## WHAT YOU NEED TO DO
Each entry has to be set down again with no alteration.

## GIVEN DATA

==========

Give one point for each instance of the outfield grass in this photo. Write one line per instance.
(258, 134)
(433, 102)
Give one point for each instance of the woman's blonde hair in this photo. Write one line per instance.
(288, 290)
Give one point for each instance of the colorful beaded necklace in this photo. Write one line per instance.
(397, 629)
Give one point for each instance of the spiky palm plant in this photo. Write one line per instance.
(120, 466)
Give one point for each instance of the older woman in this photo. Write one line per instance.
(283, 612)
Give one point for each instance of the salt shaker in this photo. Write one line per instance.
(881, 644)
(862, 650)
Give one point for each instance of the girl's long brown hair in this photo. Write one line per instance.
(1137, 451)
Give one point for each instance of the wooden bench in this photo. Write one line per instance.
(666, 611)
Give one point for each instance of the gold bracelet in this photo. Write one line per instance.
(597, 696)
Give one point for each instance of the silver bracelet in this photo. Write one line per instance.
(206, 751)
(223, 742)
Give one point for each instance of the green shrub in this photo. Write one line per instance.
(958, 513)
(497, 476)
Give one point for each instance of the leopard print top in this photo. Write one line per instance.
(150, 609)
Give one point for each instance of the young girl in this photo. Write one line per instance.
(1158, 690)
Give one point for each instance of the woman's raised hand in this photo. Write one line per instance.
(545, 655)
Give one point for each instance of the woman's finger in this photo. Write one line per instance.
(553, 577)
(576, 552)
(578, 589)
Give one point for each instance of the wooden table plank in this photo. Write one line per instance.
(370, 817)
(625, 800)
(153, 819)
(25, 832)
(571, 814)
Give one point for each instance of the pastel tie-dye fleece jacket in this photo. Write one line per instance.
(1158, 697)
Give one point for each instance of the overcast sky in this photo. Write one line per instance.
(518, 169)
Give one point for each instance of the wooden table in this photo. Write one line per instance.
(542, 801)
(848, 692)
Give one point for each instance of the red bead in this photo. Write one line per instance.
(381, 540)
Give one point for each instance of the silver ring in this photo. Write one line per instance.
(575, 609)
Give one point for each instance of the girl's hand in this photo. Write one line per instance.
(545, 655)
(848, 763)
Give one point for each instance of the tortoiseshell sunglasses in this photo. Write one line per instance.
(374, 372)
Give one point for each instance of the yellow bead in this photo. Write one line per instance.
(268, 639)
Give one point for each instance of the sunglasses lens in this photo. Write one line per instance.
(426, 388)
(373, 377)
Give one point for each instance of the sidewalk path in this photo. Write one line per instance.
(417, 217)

==========

## ANSWER
Give one point for each instance of the outfield grass in this photo. Write one line per instance.
(258, 134)
(433, 102)
Give one point for each instance of the woman's blonde hair in this photo. Write one line per instance.
(288, 290)
Give one point for each instance of the colorful beaded necklace in this photo. Write one line per instance.
(397, 629)
Give one point for each instance of the spiky palm plant in this photo. Write one line per instance.
(120, 466)
Give one point for each instance of the older woman in this photo. Write one line per instance.
(283, 612)
Give one point for each instance of the salt shaker in this photo. Write one line per instance.
(881, 644)
(862, 650)
Give one point for each instance of the girl's long brown hair in this photo. Write one line per instance.
(1137, 451)
Give one point for each instance of the wooden bench in this photo. Write one line per instance.
(666, 611)
Give one point for each instance of the gold bracelet in this photo. Write one line per instance.
(597, 696)
Give one point for each instance of the silver bracelet in this photo. Write one line per instance.
(206, 751)
(223, 742)
Give one point for each instance of the green shrub in this photo. Write one line per instance.
(958, 513)
(497, 476)
Give one point for each instance of the leopard print top in this photo. Write one line per instance.
(150, 609)
Give one point for each instance of the young girl in this photo. Write one line per instance.
(1158, 690)
Give one point for each instance of the woman's raised hand in this photo. Write one line per instance.
(545, 655)
Give one point for each instance of the woman's finger in this photo. Write one line per instance.
(553, 577)
(576, 552)
(578, 589)
Give one point for each instance of the wooden table plank in this photo. Write one line per instance.
(370, 817)
(625, 800)
(153, 819)
(25, 832)
(571, 814)
Give one point for each instance of the pastel tie-dye fleece jacket in this photo. Write one line per instance.
(1158, 697)
Give one point for each instance of the overcast sky in this photo. Write one line per instance.
(518, 169)
Give one point for each instance of the wooden table in this photo. Write one line per instance.
(542, 801)
(848, 692)
Give one point for each instance of the red bead in this photo. Write one line per instance.
(381, 540)
Give one point for each instance of the silver ring in this photo. Write one line per instance.
(575, 609)
Give one point for each instance of the girl's hand in this photo. Write one line per instance.
(545, 655)
(848, 763)
Give one point for each instance of the tortoiseshell sunglasses in this photo. Write one line per instance.
(374, 372)
Give one point for each instance of the yellow bead in this photo. Write one line per instance.
(268, 639)
Give one point for each instance of the sunglasses lens in this photo. Write one line per instance.
(426, 388)
(373, 377)
Give one point for each instance of the sidewalk path in this photo. Write one line per instance.
(417, 217)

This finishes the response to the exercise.